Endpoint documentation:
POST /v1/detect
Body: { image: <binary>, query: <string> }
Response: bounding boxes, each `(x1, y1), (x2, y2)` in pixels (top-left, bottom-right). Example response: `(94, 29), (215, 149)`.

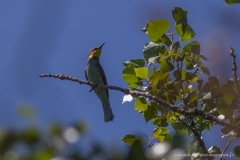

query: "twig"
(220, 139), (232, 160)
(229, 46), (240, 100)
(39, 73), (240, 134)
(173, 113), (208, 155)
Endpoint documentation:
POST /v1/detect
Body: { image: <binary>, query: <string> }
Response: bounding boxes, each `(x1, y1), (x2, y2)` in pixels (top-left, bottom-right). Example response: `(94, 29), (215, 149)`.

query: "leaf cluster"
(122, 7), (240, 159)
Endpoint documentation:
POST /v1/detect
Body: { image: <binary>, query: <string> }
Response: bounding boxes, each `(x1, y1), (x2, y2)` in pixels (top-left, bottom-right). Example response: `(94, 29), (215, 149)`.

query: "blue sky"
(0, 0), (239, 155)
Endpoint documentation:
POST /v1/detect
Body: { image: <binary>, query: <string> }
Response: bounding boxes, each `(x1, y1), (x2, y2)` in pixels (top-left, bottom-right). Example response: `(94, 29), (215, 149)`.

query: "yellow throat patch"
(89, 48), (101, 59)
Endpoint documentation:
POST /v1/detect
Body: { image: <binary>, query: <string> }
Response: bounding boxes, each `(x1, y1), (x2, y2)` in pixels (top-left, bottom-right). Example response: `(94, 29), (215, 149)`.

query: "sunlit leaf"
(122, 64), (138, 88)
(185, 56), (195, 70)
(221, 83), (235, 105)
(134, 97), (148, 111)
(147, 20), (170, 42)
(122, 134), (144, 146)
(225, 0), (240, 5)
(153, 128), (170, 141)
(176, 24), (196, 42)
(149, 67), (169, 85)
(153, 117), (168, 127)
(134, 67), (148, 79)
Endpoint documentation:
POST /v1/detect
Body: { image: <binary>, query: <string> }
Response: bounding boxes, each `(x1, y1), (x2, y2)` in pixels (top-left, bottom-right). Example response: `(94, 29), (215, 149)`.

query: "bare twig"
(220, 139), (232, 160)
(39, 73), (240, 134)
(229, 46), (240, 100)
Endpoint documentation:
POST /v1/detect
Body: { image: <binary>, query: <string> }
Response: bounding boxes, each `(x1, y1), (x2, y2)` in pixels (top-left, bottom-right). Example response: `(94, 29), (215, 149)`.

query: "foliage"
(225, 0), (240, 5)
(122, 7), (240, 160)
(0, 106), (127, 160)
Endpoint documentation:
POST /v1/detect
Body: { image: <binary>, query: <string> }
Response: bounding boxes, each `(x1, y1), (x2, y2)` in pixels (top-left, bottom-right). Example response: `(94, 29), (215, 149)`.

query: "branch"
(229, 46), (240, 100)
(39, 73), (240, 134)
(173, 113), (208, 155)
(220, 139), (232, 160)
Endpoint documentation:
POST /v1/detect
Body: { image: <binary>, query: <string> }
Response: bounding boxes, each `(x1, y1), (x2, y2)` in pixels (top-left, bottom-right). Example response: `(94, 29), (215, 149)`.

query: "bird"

++++++++++++++++++++

** WORK TASK **
None of the pictures should appear; repeat the records exactly otherwise.

** REPLY TO THE TASK **
Endpoint documentation:
POST /v1/detect
Body: { image: <binary>, query: <string> }
Response: bounding boxes, each `(x1, y1), (x2, y2)` in pixels (top-left, bottom-right). Example response: `(94, 29), (215, 149)`.


query: "twig"
(220, 139), (232, 160)
(229, 46), (240, 100)
(39, 73), (240, 134)
(173, 113), (208, 155)
Endpoint documentation:
POST /v1/detect
Body: { image: <binary>, query: <string> }
Response: bounding boxes, each `(x1, y1), (x2, y2)` in pixels (top-left, bottom-right). Example response: `(94, 29), (215, 149)`.

query: "leaf cluster"
(122, 7), (240, 159)
Endpoint documentation:
POST /v1/detect
Body: { image: <binary>, query: <string> }
Response: bounding boxes, each `(x1, y1), (x2, y2)` in pixels (top-left, bottom-right). Example response: `(94, 29), (215, 149)`.

query: "blue sky"
(0, 0), (239, 155)
Endpoint documentation:
POST /v1/detect
Body: { image: <binary>, query: <string> }
Response: bounding boxes, each `(x1, y1), (x2, y2)` in pixels (top-left, bottom-right). Example response: `(94, 29), (215, 149)`.

query: "yellow throat patch"
(89, 48), (101, 59)
Endpoint documentation:
POST /v1/detect
Body: { image: <binary>, query: <string> }
Response: bounding boxes, each `(x1, y1), (x2, y2)` in pixels (top-left, bottom-right). Example response: `(94, 29), (215, 149)`.

query: "sunlit leaf"
(122, 64), (138, 88)
(185, 56), (195, 70)
(221, 83), (235, 105)
(134, 97), (148, 111)
(147, 20), (170, 42)
(122, 134), (144, 146)
(225, 0), (240, 5)
(153, 128), (170, 141)
(176, 24), (196, 42)
(149, 67), (169, 85)
(153, 117), (168, 127)
(134, 67), (148, 79)
Endpoint documentation:
POST /v1/detect
Body: { image: <binary>, query: <string> }
Response: bounding boxes, each `(x1, y1), (x2, y2)` in pixels (top-left, bottom-right). Example response: `(94, 29), (215, 149)`.

query: "bare twig"
(220, 139), (232, 160)
(39, 73), (240, 134)
(229, 46), (240, 100)
Endpoint documentation:
POST /v1/detect
Body: { image: <binary>, query: <string> }
Response: bounding boxes, each `(x1, y1), (x2, y2)` in pixels (top-left, bottom-right). Example response: `(94, 29), (215, 149)`.

query: "foliage"
(225, 0), (240, 5)
(122, 7), (240, 160)
(0, 106), (127, 160)
Endpoint documentation:
POST /v1/detect
Body: { image: <binary>, query: <string> }
Response: bounding boxes, each `(x1, y1), (x2, y2)` in pixels (top-left, bottom-right). Example response: `(94, 29), (215, 149)`.

query: "branch"
(229, 46), (240, 100)
(39, 73), (240, 134)
(173, 113), (208, 155)
(220, 139), (232, 160)
Endpoint documentation:
POST /v1/detect
Body: { image: <binary>, query: <string> }
Response: bounding boxes, each `(x1, y1), (x2, y2)` in pixels (top-left, bottom-right). Example response: `(94, 29), (215, 149)`.

query: "bird"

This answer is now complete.